# [Task description]
The required answer is a copy of each line in the entries below that includes "target".

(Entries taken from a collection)
.....

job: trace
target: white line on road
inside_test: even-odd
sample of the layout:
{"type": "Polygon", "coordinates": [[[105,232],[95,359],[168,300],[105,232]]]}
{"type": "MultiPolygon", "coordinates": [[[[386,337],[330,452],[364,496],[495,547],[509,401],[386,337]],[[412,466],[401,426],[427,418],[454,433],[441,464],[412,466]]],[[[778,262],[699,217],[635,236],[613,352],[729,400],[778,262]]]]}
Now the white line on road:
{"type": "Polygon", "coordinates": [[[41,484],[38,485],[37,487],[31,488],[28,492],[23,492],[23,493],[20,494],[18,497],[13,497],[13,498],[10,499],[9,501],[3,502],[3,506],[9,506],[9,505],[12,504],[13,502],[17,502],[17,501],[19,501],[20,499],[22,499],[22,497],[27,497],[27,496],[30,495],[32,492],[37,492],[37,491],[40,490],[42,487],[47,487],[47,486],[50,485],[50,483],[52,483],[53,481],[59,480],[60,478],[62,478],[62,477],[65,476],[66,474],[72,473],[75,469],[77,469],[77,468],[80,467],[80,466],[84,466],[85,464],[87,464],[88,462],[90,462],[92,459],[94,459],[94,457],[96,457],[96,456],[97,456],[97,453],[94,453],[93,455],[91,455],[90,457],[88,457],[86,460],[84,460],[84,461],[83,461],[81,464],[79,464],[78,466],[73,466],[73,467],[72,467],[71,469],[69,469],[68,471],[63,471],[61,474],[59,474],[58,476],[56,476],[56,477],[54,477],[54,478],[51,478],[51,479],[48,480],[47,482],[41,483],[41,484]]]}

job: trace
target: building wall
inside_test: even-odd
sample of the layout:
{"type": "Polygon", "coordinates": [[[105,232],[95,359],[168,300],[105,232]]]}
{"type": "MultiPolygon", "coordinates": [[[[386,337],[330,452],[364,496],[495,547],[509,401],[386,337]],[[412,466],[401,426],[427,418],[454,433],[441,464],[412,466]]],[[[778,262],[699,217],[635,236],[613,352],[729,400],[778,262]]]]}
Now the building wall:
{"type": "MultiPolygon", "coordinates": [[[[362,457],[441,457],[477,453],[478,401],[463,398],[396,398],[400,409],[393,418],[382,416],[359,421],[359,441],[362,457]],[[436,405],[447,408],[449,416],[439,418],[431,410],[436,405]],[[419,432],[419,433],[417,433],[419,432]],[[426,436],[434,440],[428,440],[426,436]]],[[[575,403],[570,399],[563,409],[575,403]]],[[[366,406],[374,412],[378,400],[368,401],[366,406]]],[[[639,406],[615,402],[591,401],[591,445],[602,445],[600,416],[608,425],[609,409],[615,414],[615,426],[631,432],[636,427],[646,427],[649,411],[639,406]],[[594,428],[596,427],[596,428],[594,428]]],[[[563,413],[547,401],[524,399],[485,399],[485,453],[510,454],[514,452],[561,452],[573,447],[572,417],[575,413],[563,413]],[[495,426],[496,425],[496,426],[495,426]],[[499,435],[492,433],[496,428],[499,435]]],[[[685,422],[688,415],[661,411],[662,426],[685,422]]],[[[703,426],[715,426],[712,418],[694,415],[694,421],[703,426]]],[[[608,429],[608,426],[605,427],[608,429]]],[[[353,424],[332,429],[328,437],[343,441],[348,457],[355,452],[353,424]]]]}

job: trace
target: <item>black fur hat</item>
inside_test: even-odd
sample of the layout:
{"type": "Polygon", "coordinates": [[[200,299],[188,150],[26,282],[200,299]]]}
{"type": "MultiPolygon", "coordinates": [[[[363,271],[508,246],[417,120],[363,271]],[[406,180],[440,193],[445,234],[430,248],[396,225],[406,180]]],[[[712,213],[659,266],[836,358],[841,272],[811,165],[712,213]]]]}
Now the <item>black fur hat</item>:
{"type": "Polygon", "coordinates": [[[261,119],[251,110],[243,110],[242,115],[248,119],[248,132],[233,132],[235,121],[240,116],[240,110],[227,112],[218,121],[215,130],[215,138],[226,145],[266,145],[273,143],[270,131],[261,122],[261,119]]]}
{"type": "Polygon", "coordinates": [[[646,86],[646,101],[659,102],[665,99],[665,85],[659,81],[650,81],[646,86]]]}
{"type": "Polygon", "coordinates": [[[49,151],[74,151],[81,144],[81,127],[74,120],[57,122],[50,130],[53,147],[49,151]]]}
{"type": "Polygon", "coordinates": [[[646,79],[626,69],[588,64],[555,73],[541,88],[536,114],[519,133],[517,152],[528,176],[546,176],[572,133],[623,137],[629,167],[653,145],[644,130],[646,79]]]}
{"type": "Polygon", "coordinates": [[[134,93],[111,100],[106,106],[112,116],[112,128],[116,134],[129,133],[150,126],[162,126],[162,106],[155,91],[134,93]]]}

.....

# [Solution to this exercise]
target: white line on road
target: building wall
target: <item>black fur hat</item>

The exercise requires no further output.